● Jobs
a. For the passage on being fired, decide whether each statement agrees with it: (i) the writer was fired in June; (ii) the company replied to the writer's second email; (iii) the writer told the company about being bullied. Answer yes or no for each and quote the deciding words.
b. Set down, word for word, the lines of the entries from the one containing "slope in the photo above." through the end of the entries, including both ends and leaving out any pictures.

● Passage
You might be let go from your job and it's hard news to take. Your emotions will be running hot and you might want to take some drastic actions, like this former Walmart employee.
Don't, take a deep breath, collect yourself and calmly leave. These are the times when we dust ourselves off and move on to better things, leaving our potential work contacts on a good note (your coworkers, etc).
In the month of June I was fired from my job. A month before they talked to me because I was part of a group chat whatsapp from my old job. I decided to share new thing without bad intentions. My mistake was that thing i shared had a personal phone number which Im not supposed to share because is private. They talked to me and I told them that I know I acted unprofessional but never with bad intentions. They never gave me a memo or nothing they said ok. Who did they know? An ex- coworker decided to send those to HR or my ex manager. She went to same interview as me but she did not got hired and I know she did it on purpose. A month after they decided to fired me because of that situation which they said I could appeal it. I wrote a letter to HR explaining why I would deserved a second opportunity and 3 days after I called them and they said they would call me back but never did. After 2 months I send them another email but again no response and this is a big recognize company. I never told them I was bullied inside, I don't want them to think I am mention it just to get them. Should I put them as a reference for others job? Should they have answered me? Should I keep trying?

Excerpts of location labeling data
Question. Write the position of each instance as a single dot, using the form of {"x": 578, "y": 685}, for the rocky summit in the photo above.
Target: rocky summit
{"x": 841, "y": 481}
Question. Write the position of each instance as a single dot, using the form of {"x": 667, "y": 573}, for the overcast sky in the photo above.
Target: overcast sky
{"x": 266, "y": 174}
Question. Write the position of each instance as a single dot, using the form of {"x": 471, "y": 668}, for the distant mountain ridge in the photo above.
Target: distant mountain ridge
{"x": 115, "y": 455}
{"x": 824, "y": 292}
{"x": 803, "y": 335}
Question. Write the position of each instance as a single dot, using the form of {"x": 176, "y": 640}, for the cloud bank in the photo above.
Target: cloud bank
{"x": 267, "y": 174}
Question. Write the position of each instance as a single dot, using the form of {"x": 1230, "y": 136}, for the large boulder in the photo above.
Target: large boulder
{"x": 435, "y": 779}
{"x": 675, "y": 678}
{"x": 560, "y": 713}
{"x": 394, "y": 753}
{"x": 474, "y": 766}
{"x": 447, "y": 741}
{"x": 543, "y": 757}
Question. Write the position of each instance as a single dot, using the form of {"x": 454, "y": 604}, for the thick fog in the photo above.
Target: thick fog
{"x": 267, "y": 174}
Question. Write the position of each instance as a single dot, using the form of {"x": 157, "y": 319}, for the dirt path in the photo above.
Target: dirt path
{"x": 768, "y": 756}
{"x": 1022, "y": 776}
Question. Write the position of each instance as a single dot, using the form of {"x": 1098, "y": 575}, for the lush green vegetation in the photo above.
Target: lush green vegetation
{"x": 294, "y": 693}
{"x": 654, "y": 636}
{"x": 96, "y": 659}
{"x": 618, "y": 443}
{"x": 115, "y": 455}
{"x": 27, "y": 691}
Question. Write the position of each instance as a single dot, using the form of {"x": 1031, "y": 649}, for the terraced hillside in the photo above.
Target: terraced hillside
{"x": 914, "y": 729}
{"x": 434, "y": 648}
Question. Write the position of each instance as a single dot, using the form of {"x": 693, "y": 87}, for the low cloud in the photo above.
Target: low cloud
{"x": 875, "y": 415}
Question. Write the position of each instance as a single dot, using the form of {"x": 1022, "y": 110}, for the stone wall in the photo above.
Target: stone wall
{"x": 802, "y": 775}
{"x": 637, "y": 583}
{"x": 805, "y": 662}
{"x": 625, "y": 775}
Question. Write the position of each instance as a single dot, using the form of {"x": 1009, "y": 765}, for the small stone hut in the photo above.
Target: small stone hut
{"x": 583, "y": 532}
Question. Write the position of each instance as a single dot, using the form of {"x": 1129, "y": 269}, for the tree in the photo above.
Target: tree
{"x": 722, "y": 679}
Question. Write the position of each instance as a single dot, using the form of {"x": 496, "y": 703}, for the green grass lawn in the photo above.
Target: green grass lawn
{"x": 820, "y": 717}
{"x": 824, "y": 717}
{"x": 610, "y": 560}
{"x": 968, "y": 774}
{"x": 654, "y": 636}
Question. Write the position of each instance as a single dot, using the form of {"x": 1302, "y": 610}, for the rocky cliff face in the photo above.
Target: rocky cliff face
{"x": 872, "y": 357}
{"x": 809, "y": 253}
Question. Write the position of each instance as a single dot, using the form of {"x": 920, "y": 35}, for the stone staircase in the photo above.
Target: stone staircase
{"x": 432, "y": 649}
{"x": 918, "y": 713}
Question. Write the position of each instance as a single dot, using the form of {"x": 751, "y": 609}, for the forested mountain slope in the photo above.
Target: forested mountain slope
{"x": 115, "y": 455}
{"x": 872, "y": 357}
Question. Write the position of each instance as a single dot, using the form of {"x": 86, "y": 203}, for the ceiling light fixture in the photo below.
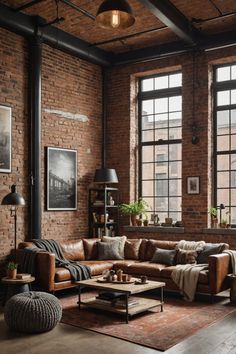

● Results for the exercise
a.
(i) Yes: "In the month of June I was fired from my job."
(ii) No: "After 2 months I send them another email but again no response"
(iii) No: "I never told them I was bullied inside"

b.
Question. Write the position of each instance as a single dot, using the form of {"x": 751, "y": 609}, for the forested mountain slope in the photo above.
Target: forested mountain slope
{"x": 115, "y": 455}
{"x": 872, "y": 357}
Question. Write the position of each instance as a single dot, using the form of {"x": 86, "y": 203}, for the ceiling light fixture in the photo below.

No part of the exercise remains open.